_Your goal:_
Reproduce all of the data below without alteration; exclude every picture.

* start *

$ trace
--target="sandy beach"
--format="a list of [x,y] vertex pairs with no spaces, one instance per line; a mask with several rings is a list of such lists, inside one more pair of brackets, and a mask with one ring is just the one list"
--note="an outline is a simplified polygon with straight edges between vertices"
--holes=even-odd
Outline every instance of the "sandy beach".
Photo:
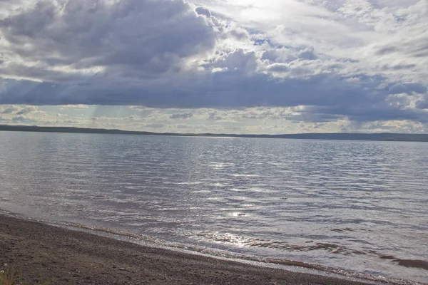
[[143,247],[0,214],[0,266],[16,284],[352,284],[365,283]]

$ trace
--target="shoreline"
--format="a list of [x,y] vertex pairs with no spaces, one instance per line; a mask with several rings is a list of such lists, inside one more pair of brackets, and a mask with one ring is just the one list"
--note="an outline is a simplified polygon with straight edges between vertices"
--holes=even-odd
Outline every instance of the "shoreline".
[[0,270],[12,268],[18,275],[19,284],[24,284],[383,283],[292,271],[151,247],[3,213],[0,213]]

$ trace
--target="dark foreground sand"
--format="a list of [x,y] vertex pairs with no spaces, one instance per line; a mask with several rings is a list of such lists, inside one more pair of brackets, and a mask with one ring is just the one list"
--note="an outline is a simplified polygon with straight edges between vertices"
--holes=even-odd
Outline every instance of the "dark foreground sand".
[[363,284],[139,246],[0,214],[0,270],[22,284]]

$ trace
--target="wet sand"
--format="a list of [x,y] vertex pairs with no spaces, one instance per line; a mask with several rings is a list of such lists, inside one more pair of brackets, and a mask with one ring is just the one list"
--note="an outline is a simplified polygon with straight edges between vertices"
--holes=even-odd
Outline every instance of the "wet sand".
[[368,284],[143,247],[0,214],[0,270],[5,264],[22,284]]

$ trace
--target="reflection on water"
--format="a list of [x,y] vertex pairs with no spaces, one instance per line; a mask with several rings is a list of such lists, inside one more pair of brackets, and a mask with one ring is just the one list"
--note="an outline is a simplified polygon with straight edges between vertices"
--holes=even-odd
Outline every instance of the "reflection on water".
[[428,144],[0,132],[0,208],[428,279]]

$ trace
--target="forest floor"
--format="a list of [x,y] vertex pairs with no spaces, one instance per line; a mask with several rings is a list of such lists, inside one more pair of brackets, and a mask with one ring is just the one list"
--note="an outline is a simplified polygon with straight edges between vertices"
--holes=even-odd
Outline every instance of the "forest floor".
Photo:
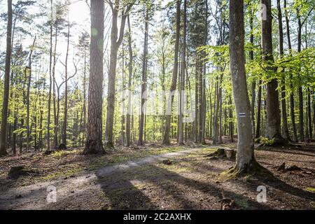
[[[315,209],[315,144],[259,147],[257,160],[274,177],[220,181],[218,175],[234,161],[205,155],[235,144],[169,148],[147,145],[120,148],[104,155],[83,156],[82,149],[45,155],[28,152],[0,158],[0,209]],[[286,162],[298,171],[278,171]],[[12,167],[27,175],[11,178]],[[46,200],[57,188],[57,202]],[[257,188],[267,188],[267,202]]]

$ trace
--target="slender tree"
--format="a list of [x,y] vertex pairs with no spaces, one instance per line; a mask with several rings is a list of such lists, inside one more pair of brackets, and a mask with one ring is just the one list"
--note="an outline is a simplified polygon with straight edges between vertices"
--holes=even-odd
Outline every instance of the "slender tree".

* end *

_Full answer:_
$ trace
--target="sandy beach"
--format="a list of [x,y] vertex pairs with no spaces, one instance per line; a mask with several rings is a list of such lists, inside one more pair of brackets, and a mask with one ring is just the one list"
--note="an outline is a simplified polygon with straight edges between vertices"
--holes=even-odd
Outline every instance of the "sandy beach".
Photo:
[[143,247],[0,214],[0,266],[16,284],[352,284],[365,283]]

$ trace
--target="shoreline"
--format="a list of [x,y] vertex pairs with no spaces, one instance per line; a mask with several rings is a list of such lists, inside one more pair of brackets, and a mask with one ring is just the one list"
--note="an outline is a simplified polygon with straight edges between vertices"
--holes=even-odd
Outline every instance of the "shoreline".
[[0,270],[12,268],[18,275],[19,284],[24,284],[383,283],[292,271],[151,247],[3,213],[0,213]]

$ trace
--target="dark foreground sand"
--format="a list of [x,y] vertex pairs with no spaces, one instance per line; a mask with several rings is a list of such lists, inside one more pair of brackets, and a mask with one ring is just the one list"
--note="an outline is a simplified polygon with straight edges between vertices"
--holes=even-odd
Outline every instance of the "dark foreground sand".
[[363,284],[139,246],[0,214],[0,270],[22,284]]

$ trace
--target="wet sand"
--format="a list of [x,y] vertex pairs with no spaces, one instance per line; a mask with several rings is a list of such lists, inside one more pair of brackets, and a mask with one ring is just the one list"
--note="an outline is a simplified polygon with straight edges between vertices"
--holes=even-odd
Outline every instance of the "wet sand".
[[368,284],[143,247],[0,214],[0,270],[5,264],[22,284]]

$ trace
--target="reflection on water"
--format="a list of [x,y] vertex pairs with no spaces, one instance per line; a mask with several rings is a list of such lists, inside one more pair of brackets, and a mask with one ring is just the one list"
--note="an outline is a simplified polygon with straight edges between vertices"
--holes=even-odd
Outline every instance of the "reflection on water".
[[428,144],[0,132],[0,208],[428,279]]

$ trace
--target="forest floor"
--format="a list of [x,y] vertex pairs with no spaces, one instance per line; a mask with several rings is a list of such lists, inside one more pair of brackets, and a mask with one ring is just the one list"
--note="an outline is a simplified polygon with straight edges between vertices"
--holes=even-odd
Outline every instance of the "forest floor".
Photo:
[[[315,209],[315,144],[259,147],[257,160],[274,177],[220,181],[218,175],[234,161],[205,155],[235,144],[169,148],[147,145],[120,148],[104,155],[83,156],[82,149],[45,155],[28,152],[0,158],[0,209]],[[286,162],[298,171],[278,171]],[[12,167],[27,175],[11,178]],[[46,200],[57,188],[57,202]],[[257,188],[267,188],[267,202]]]

$ trace
--target="slender tree"
--format="a list of [x,y] vertex pairs with no spaces, one instance per line; a mask with several rings is a list of such lists, inside one more pair of brackets, and a mask with one ring is just the one list"
--note="an outline is a simplified polygon with straight edges between vertices"
--holes=even-odd
Outline every instance of the "slender tree".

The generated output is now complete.